**Quoted passage**.
_ _ _
Methods for logic modeling of signaling networks
Mechanistic and predictive models of signaling networks are powerful tools to understand signal transduction, its deregulation in disease, and drugs’ mode of action. We use logic models, because they can handle large networks and phospho-proteomic and transcriptomic datasets with coverage of up to thousands of proteins and genes. We develop methods and tools based on this formalism and apply them in different contexts.
Regardless of the data and formalism, we translate a generic network to logic model, which is then trained to perturbation dataset (see Fig.). The generic prior knowledge network (PKN), is built based on literature and interaction databases, for which we use our resource Omnipath (Türei, Korcsmáros, and Saez-Rodriguez 2016,Ceccarelli et al. 2020). The PKN describes the possible interactions among the signaling molecules and connects the perturbations to the measured molecular markers. Different formalisms, as described below, build different types of models from the PKN, ranging from Boolean networks to differential equations. Then we train the models to the measured data using optimisation methods. We also have tools to expand the PKN as our knowledge is generally incomplete (Eduati et al. 2012, Gjerga et al. 2019).
This optimization problem can be solved sometimes using formal methods (specially when the models are binary, i.e. Boolean), such as Integer Linear Programming (Melas et al. 2015) or Answer Set Programming (Guziolowski et al. 2013). For continuous formalisms, we rely on heuristics implemented in the tool MEIGO (Egea et al. 2014) developed jointly with the group of Julio Banga. For large-scale systems, we can use parallel optimization methods such as SaceSS (Penas et al. 2017).
_ _ _
**Activities**.
1) In the logic-modeling text, why does the group develop tools to expand the prior knowledge network?
2) List every named tool or resource that the logic-modeling text mentions.
3) Carry on the logic-modeling text from its last sentence.
_ _ _
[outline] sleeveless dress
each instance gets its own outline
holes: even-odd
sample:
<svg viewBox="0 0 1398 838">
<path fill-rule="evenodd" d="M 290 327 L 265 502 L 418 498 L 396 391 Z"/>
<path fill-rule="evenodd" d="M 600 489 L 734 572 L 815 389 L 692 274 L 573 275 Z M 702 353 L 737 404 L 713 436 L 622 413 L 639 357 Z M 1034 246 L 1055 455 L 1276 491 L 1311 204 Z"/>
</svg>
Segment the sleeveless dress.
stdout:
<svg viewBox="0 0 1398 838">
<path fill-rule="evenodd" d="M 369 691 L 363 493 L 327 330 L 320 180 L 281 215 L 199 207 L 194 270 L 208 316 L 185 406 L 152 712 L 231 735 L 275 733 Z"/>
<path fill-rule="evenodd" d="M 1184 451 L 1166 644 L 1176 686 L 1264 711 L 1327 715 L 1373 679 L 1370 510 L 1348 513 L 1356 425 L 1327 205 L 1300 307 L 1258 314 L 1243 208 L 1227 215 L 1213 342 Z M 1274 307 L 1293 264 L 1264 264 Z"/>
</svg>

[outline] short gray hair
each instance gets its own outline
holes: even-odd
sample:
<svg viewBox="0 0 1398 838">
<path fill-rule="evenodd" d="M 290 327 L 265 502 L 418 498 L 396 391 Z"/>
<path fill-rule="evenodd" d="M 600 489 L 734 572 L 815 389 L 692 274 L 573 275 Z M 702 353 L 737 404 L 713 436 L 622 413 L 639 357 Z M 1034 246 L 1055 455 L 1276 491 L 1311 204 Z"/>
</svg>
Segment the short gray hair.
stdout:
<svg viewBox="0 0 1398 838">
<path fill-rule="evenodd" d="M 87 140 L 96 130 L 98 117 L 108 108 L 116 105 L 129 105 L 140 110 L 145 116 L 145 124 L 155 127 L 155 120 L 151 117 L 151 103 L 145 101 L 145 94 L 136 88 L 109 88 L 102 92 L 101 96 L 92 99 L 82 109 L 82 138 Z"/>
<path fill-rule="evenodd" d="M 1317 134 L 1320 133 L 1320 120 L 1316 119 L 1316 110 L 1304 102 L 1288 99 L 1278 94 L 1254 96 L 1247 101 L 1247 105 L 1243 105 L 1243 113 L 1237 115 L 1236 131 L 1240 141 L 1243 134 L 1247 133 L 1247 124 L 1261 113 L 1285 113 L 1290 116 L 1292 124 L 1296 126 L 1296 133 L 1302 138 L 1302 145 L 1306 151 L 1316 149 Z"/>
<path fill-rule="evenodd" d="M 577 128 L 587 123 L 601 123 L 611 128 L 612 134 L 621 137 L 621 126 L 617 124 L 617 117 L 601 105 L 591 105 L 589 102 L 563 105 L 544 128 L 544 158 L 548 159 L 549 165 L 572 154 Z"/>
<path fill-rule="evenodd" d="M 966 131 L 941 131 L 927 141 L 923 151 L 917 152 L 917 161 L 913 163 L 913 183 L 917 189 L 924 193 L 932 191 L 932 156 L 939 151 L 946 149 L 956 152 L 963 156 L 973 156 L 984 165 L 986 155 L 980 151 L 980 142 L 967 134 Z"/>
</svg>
_ _ _
**Results of the exercise**.
1) Our knowledge of the interactions among signaling molecules is generally incomplete, so the prior knowledge network built from literature and interaction databases may lack interactions.

2) Omnipath, MEIGO, SaceSS

3)
The aforementioned workflow is performed with our open source tool CellNOpt (CellNetOptimizer) (Saez-Rodriguez et al. 2009; MacNamara et al. 2012; Morris et al. 2011; Morris, Melas, and Saez-Rodriguez 2012(Gjerga et al. 2020 )). CellNOpt uses different logic formalisms. These formalisms include Boolean, Fuzzy, Probabilistic, and Ordinary Differential Equation models (Gjerga et al. 2020) which are trained against (phosphoproteomic) data. Applications range from cancer (Eduati et al. 2017) (Eduati et al. 2020) to multiple sclerosis (Bernardo-Faura et al. 2019) and drug predictions (Tognetti et al. 2020)
We have also developed PHONEMeS (Terfve et al. 2015), a related tool to build logic models from discovery mass-spectrometry based Phosphoproteomic data. We apply PHONEMeS to various contexts, in particular in cancer. We are currently exploring the application of logic modelling to single-cell signaling data (Tognetti et al. 2020).
In addition, we have developed CARNIVAL (Liu, Trairatphisan, Gjerga et al. 2019) , a method to train signaling networks from gene expression data. Here, we use the causal-reasoning paradigm to infer the topology of signaling pathway from downstream transcripts’ levels, using Integer Linear Programming (Melas et al. 2015). An application was shown for the case of IgA nephropathy: a chronic kidney disease (Liu, Trairatphisan, Gjerga et al. 2019) We are now working on scaling CARNIVAL up to multiple types of omic data with the COSMOS (Dugourd, Kuppe, Sciacovelli et al. 2020) framework. This is done in particular in the context of integrating signaling and metabolic data.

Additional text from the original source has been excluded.